Ice-T decided to adopt Schoolly D's style, and wrote the lyrics to his first gangsta rap song, "6 in the Mornin'", in his Hollywood apartment, and created a minimal beat with a Roland TR-808. He compared the sound of the song, which was recorded as a B-side on the single "Dog'n The Wax", to that of the Beastie Boys. The single was released in 1986, and he learned that "6 in the Mornin'" was more popular in clubs than its A-side, leading Ice-T to rap about Los Angeles gang life, which he described more explicitly than any previous rapper. He intentionally did not represent any particular gang, and wore a mixture of red and blue clothing and shoes to avoid antagonizing gang-affiliated listeners, who debated his true affiliation.
Ice-T finally landed a deal with a major label Sire Records. When label founder and president Seymour Stein heard his demo, he said, "He sounds like Bob Dylan." Shortly after, he released his debut album Rhyme Pays in 1987 supported by DJ Evil E, DJ Aladdin and producer Afrika Islam, who helped create the mainly party-oriented sound. The record wound up being certified gold by the RIAA. That same year, he recorded the title theme song for Dennis Hopper's Colors, a film about inner-city gang life in Los Angeles. His next album Power was released in 1988, under his own label Rhyme Syndicate, and it was a more assured and impressive record, earning him strong reviews and his second gold record. Released in 1989, The Iceberg/Freedom of Speech... Just Watch What You Say established his popularity by matching excellent abrasive music with narrative and commentative lyrics. In the same year, he appeared on Hugh Harris' single "Alice".

Tasks to perform »
a. Answer these questions using the passage on Ice-T:
(i) What machine did Ice-T use to create the beat for "6 in the Mornin'"?
(ii) What did Seymour Stein say when he heard Ice-T's demo?
(iii) Under which label was the album Power released?
b. Turn the paragraph of the passage on Ice-T that opens "Ice-T decided to adopt Schoolly D's style" into a short list of its main facts.
c. Carry on the passage on Ice-T's career, starting after its last sentence.
The items after this passage come from a separate source.

Given entries »

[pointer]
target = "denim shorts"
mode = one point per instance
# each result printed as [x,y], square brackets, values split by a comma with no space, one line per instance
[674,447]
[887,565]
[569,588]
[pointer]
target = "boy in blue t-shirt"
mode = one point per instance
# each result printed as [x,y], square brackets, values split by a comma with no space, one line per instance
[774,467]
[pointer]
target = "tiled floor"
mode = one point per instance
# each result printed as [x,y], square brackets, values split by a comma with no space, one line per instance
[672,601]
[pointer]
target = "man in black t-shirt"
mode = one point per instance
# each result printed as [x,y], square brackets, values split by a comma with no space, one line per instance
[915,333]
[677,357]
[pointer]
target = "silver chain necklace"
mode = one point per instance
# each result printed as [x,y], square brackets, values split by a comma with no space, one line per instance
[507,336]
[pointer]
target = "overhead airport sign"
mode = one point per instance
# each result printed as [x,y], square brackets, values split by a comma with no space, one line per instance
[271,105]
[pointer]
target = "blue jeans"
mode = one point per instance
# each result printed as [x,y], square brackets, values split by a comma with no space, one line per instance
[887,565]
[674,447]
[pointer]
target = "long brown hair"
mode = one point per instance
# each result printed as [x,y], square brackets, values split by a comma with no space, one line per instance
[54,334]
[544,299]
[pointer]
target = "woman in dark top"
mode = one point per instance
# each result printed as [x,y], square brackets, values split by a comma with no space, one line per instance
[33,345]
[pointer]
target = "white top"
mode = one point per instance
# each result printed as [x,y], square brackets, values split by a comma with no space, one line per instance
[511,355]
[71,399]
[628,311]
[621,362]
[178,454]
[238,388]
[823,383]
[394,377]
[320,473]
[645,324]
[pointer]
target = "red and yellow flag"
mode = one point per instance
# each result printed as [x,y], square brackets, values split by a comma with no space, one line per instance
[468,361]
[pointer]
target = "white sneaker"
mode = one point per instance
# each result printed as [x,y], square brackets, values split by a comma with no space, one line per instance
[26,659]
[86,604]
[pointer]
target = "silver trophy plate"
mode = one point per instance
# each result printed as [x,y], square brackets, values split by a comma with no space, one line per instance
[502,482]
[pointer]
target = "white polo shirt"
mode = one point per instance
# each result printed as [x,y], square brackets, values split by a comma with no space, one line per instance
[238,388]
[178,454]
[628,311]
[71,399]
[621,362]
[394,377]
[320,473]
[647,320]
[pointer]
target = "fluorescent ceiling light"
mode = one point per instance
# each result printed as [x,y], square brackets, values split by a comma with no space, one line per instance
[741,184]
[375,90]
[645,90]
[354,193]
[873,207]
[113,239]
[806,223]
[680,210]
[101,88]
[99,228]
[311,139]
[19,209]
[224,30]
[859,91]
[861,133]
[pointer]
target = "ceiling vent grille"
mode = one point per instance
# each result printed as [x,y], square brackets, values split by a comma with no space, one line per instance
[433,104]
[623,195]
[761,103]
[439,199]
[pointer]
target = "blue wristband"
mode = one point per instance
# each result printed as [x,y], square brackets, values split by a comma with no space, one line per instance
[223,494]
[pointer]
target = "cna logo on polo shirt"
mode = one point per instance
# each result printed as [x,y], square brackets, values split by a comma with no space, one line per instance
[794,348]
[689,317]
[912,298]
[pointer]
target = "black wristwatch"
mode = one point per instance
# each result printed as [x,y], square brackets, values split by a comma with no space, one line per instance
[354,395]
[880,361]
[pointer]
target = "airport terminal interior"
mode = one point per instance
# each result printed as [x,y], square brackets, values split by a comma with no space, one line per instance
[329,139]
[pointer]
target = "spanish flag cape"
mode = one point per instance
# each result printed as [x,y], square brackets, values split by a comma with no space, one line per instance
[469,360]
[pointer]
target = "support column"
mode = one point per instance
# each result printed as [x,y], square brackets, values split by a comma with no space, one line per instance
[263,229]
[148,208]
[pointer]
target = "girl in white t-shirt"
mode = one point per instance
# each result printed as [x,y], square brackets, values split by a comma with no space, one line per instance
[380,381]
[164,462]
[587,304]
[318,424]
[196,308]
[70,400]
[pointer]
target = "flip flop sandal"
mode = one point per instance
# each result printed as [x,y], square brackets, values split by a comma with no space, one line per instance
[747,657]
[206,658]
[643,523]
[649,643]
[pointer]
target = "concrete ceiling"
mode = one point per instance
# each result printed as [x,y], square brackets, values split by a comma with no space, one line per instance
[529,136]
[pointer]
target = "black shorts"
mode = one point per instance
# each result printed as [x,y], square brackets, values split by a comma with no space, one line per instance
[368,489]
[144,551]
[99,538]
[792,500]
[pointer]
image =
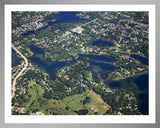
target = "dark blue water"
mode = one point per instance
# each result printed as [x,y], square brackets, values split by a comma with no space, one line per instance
[15,59]
[99,65]
[61,17]
[67,17]
[101,43]
[50,67]
[142,59]
[139,86]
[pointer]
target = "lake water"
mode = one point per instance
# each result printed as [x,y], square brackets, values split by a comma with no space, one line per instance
[61,17]
[99,65]
[50,67]
[15,59]
[100,42]
[142,59]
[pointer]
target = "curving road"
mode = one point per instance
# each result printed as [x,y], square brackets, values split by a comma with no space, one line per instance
[20,73]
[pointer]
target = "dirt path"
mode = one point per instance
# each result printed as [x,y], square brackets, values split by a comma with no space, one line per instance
[20,73]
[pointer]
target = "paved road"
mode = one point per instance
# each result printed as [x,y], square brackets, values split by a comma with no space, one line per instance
[20,73]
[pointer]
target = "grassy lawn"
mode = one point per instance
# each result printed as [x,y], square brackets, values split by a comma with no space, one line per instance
[67,106]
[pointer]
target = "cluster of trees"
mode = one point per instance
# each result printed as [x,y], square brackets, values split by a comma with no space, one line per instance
[120,101]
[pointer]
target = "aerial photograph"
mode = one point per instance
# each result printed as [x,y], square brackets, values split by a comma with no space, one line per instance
[80,63]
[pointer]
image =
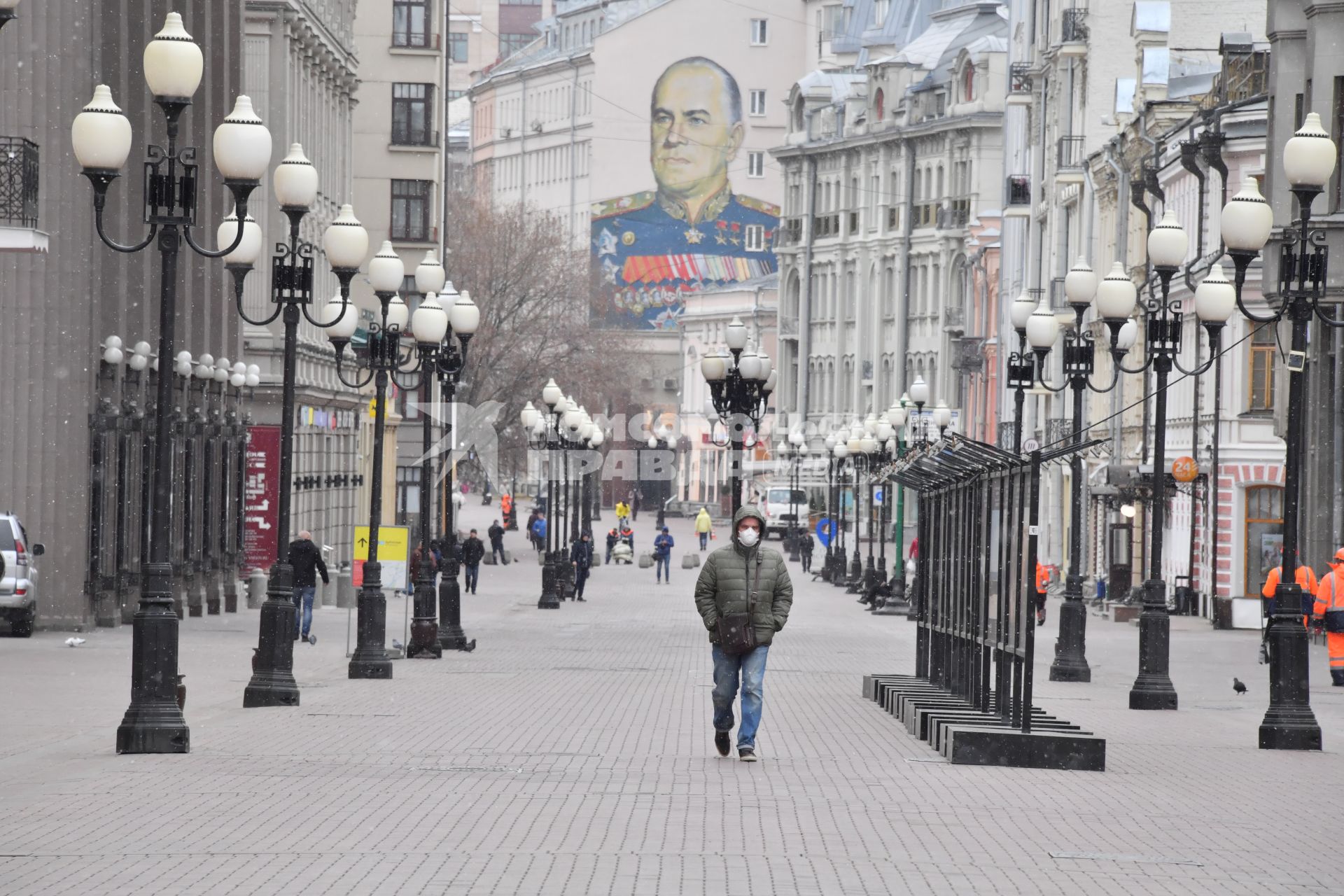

Outputs in order »
a.
(i) A Roland TR-808.
(ii) "He sounds like Bob Dylan."
(iii) Rhyme Syndicate, Ice-T's own label.

b.
- Adopting Schoolly D's style, Ice-T wrote "6 in the Mornin'", his first gangsta rap song, in his Hollywood apartment and made a minimal beat on a Roland TR-808.
- He compared its sound to the Beastie Boys. It came out in 1986 as the B-side of the single "Dog'n The Wax".
- The song proved more popular in clubs than the A-side, so he began rapping about Los Angeles gang life more explicitly than any rapper before him.
- He avoided representing any gang and wore mixed red and blue clothing and shoes so he would not antagonize gang-affiliated listeners, who debated his true affiliation.

c.
In 1991, he released his album O.G. Original Gangster, which is regarded as one of the albums that defined gangsta rap. On OG, he introduced his heavy metal band Body Count in a track of the same name. Ice-T toured with Body Count on the first annual Lollapalooza concert tour in 1991, gaining him appeal among middle-class teenagers and fans of alternative music genres. The album Body Count was released in March 1992. For his appearance on the heavily collaborative track "Back on the Block", a composition by jazz musician Quincy Jones that "attempt[ed] to bring together black musical styles from jazz to soul to funk to rap", Ice-T won a Grammy Award for the Best Rap Performance by a Duo or Group, an award shared by others who worked on the track including Jones and fellow jazz musician Ray Charles.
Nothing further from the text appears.